-- INSTRUCTIONS FOR THE TASK --
Quote word for word from the line holding "For practice, label the blue dress" to the last line below, including both, and omit any pictures.

Saved entries
--------

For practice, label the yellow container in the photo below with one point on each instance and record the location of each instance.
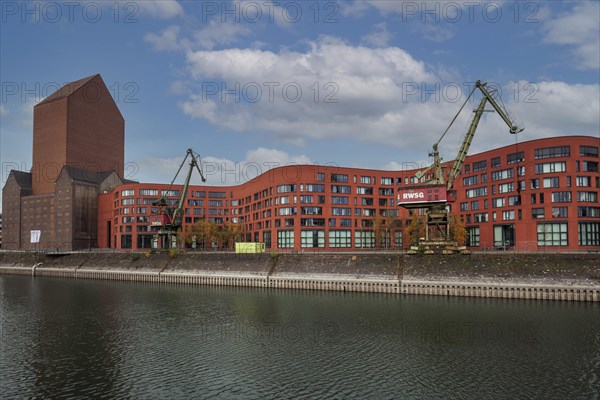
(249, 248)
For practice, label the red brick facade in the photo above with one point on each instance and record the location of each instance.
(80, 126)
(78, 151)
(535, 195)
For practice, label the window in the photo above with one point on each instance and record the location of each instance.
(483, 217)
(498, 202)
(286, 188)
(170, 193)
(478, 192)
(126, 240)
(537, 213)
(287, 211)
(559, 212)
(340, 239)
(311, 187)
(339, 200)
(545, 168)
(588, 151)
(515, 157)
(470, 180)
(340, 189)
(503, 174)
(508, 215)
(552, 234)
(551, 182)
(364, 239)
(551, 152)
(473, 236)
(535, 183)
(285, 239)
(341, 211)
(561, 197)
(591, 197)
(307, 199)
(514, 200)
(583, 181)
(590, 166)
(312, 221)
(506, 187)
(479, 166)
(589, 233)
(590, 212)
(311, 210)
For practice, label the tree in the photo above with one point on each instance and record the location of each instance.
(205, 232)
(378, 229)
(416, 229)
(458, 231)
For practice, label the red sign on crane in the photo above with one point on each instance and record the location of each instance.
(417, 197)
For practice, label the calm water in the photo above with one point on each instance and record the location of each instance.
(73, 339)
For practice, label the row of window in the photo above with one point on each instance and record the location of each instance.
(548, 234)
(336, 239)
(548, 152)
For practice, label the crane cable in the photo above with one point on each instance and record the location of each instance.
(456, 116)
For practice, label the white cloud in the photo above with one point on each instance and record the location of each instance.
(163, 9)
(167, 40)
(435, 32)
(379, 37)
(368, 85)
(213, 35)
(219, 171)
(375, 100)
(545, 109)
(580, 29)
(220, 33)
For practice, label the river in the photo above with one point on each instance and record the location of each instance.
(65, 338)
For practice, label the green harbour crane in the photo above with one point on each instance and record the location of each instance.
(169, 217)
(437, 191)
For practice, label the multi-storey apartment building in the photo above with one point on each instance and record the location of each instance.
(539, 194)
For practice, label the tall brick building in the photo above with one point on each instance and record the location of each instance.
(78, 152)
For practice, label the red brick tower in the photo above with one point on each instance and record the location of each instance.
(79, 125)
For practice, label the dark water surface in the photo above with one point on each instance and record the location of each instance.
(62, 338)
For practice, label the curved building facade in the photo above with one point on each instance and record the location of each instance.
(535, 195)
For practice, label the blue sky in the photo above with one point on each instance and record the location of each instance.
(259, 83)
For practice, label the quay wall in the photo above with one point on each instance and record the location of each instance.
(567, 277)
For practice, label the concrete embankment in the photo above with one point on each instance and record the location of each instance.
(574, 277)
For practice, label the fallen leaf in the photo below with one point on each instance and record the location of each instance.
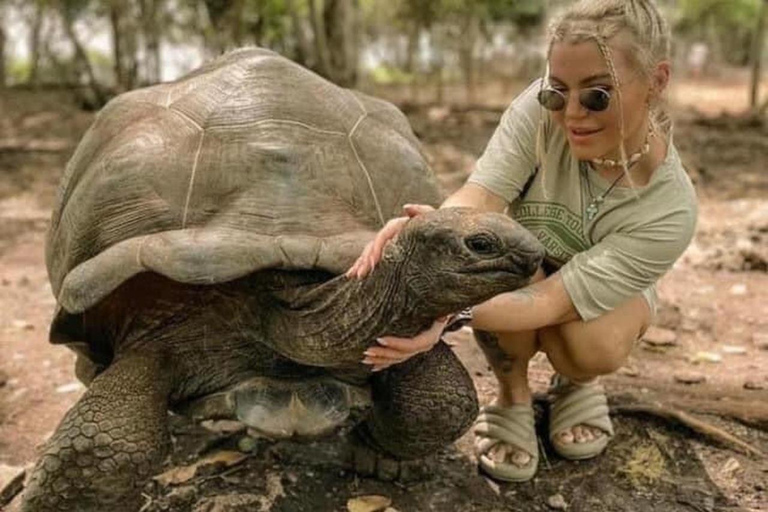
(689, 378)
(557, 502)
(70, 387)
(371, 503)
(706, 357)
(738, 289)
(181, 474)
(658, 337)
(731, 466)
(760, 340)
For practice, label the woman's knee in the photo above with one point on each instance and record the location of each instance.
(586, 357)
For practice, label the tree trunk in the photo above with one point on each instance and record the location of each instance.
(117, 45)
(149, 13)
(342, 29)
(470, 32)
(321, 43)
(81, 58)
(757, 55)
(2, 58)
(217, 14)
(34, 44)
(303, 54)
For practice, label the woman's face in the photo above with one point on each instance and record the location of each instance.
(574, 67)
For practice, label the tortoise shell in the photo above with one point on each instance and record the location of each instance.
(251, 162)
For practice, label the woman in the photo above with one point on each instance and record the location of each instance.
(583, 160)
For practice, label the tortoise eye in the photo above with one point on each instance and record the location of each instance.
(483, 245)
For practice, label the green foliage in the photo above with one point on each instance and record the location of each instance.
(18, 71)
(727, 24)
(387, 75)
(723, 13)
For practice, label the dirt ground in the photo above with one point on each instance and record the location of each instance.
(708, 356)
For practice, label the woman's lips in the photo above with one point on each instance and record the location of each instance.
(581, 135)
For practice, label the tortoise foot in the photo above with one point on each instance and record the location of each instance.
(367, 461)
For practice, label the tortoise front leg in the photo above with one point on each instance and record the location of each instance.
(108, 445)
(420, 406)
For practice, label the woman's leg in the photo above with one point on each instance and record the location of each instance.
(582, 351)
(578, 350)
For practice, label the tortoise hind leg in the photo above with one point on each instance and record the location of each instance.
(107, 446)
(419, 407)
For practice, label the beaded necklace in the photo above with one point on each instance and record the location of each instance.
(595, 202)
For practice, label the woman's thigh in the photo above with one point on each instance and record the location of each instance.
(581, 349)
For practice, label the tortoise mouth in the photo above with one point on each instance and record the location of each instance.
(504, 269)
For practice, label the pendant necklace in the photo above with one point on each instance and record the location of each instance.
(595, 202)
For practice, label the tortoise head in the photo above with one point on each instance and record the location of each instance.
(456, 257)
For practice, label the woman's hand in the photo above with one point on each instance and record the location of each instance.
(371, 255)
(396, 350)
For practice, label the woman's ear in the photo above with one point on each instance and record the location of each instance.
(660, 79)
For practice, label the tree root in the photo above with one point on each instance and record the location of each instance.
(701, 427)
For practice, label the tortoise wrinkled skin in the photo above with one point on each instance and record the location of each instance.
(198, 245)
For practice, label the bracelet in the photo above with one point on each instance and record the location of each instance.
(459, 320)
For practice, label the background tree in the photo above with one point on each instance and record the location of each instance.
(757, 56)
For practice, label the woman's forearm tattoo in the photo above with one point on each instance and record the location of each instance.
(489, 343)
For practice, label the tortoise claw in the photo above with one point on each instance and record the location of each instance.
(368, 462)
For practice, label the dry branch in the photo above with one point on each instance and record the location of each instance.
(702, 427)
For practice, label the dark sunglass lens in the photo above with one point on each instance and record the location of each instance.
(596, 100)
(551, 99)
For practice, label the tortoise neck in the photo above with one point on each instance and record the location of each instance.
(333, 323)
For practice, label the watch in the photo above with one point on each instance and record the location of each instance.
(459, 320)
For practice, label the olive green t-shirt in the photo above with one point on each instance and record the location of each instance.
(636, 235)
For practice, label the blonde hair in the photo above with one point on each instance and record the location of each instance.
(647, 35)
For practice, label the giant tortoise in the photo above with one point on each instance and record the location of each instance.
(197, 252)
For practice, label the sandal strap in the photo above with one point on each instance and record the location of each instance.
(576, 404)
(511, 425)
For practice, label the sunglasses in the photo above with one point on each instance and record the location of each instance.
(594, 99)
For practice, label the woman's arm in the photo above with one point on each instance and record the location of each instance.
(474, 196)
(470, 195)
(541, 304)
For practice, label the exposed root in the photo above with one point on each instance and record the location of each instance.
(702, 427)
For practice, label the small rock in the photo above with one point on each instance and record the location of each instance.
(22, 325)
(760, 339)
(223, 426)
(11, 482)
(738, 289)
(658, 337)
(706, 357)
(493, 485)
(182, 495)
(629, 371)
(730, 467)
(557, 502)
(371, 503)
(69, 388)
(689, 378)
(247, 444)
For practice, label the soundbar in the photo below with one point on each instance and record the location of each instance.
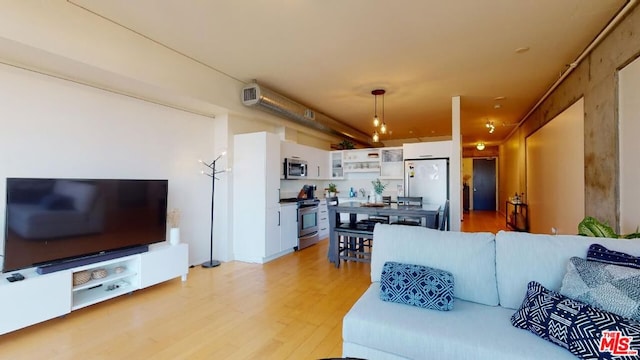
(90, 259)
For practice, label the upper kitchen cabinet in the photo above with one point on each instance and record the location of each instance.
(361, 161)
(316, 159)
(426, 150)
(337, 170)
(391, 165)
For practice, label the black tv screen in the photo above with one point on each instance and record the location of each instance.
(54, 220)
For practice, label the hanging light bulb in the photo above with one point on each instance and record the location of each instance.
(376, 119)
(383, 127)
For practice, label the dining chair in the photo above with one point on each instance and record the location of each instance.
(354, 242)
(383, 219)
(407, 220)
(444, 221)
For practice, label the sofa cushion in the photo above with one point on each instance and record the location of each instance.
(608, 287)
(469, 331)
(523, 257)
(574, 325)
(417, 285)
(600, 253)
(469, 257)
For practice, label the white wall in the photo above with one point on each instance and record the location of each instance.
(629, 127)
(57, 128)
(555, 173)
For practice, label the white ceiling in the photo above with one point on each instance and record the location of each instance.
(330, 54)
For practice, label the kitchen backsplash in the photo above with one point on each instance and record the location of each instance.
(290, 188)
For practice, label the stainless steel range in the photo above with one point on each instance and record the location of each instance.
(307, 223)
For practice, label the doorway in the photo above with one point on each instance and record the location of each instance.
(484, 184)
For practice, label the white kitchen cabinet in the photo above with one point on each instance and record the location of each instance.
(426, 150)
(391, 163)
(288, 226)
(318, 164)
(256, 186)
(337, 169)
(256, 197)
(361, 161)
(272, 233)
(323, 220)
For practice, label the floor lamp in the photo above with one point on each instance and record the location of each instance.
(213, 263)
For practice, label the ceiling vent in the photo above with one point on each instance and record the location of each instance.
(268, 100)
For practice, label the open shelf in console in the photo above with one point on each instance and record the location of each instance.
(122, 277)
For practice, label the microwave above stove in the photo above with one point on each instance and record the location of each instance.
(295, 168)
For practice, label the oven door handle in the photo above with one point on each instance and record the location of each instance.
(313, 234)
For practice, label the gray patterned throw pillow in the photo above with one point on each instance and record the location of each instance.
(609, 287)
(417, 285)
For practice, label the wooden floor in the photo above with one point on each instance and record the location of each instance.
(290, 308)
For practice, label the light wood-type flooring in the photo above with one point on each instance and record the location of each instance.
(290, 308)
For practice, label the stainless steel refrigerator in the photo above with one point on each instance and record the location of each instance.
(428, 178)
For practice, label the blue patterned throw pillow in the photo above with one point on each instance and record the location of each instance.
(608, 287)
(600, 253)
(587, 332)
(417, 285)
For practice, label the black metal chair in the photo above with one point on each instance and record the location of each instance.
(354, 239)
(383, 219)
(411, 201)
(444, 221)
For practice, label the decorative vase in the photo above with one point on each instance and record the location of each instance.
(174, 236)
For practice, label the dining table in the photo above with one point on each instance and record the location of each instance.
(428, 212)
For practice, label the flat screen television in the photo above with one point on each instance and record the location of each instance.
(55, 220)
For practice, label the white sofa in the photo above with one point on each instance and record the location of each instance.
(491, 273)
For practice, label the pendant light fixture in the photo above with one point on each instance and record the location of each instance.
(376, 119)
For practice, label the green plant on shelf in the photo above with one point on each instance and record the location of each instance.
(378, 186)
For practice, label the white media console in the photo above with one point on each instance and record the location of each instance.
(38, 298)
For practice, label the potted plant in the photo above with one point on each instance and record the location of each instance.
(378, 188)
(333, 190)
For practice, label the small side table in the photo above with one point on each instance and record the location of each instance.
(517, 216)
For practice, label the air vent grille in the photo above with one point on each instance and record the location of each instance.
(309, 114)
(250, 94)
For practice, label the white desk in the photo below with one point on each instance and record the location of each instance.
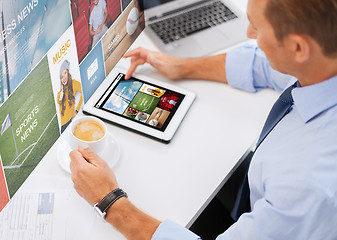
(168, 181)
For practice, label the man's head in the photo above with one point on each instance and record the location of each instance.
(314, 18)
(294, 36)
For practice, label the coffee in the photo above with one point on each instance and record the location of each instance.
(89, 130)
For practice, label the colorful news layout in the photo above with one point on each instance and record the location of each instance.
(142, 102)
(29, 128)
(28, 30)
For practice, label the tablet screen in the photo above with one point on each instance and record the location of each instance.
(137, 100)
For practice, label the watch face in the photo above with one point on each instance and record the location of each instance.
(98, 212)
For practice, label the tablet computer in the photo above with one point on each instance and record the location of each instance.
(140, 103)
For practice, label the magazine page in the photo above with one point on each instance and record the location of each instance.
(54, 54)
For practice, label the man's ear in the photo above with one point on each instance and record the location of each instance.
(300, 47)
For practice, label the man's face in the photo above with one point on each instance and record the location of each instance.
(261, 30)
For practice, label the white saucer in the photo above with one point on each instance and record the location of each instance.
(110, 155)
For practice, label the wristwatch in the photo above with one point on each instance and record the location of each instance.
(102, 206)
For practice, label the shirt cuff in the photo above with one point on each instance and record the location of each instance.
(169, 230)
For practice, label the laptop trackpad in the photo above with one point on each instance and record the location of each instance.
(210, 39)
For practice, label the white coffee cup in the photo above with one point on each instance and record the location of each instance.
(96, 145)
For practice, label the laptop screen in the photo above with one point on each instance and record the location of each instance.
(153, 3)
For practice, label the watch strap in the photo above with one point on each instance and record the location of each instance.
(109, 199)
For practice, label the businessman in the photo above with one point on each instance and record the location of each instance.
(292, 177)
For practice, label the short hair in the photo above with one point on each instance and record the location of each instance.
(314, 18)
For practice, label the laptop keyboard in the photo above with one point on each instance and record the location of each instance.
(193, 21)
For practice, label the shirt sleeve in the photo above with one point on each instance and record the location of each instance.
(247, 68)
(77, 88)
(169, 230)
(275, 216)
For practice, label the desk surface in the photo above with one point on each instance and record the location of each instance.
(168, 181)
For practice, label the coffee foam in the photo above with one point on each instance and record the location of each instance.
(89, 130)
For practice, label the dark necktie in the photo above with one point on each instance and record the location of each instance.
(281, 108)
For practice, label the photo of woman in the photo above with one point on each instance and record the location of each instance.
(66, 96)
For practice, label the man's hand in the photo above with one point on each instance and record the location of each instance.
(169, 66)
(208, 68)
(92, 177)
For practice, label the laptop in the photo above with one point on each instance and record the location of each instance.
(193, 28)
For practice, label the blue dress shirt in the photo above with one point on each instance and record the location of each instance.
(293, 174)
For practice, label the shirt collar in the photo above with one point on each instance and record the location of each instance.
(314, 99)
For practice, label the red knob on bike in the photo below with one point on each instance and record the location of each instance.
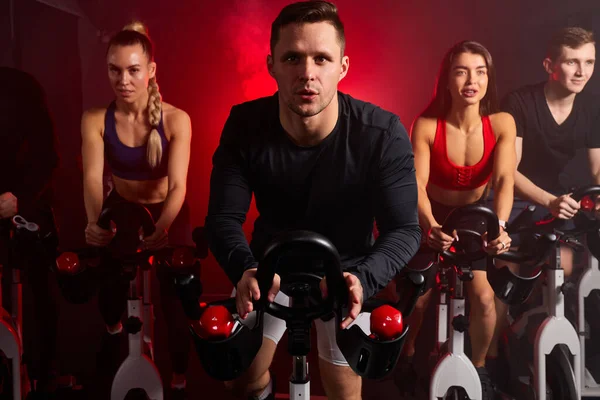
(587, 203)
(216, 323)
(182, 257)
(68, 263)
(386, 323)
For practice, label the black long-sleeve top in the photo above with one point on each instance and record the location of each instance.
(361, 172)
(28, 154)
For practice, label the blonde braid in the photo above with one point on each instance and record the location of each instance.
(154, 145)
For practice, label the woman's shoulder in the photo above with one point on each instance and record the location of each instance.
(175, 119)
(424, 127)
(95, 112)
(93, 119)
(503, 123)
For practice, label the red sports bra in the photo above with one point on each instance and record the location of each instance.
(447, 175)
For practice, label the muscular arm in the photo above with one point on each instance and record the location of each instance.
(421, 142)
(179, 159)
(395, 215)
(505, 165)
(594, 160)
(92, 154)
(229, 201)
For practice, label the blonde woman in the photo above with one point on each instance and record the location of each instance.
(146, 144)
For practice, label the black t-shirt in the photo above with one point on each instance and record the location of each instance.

--------

-- ANSWER TO THIS TASK --
For practice, label the blue dress shirt in the photo above with one point on each instance and record the location of each instance.
(293, 174)
For practice, label the shirt collar in the photo above with one point on each instance and record the location of each instance.
(314, 99)
For practice, label the red knob on bike in the photo below with one point on each instance and record the location of each instance.
(587, 203)
(216, 323)
(182, 257)
(68, 263)
(386, 323)
For practice, label the black long-sleeve top in the photo above with one point on each instance and record the location of each instance.
(361, 172)
(28, 154)
For practice, label the blonde braid in the photo above with one point on each instance and record the location of each instance.
(154, 145)
For practice, label the woman's shoulder in the photo above with one point on each instance and record the location of each instance.
(175, 119)
(424, 127)
(95, 112)
(93, 119)
(503, 123)
For practice, label the red sports bra in the photo above with one point on each instance and record the location of each instance.
(447, 175)
For practice, label the muscular arm in the photo above with one point on each instance and record the location of each instance.
(421, 142)
(179, 159)
(395, 215)
(505, 165)
(594, 160)
(92, 154)
(229, 201)
For practice, label the blonde woman in the photo above with one point on each instance and record the location of each instance.
(146, 144)
For practice, label the black t-shirt in the photo above with one point on each instance and record the location of each instance.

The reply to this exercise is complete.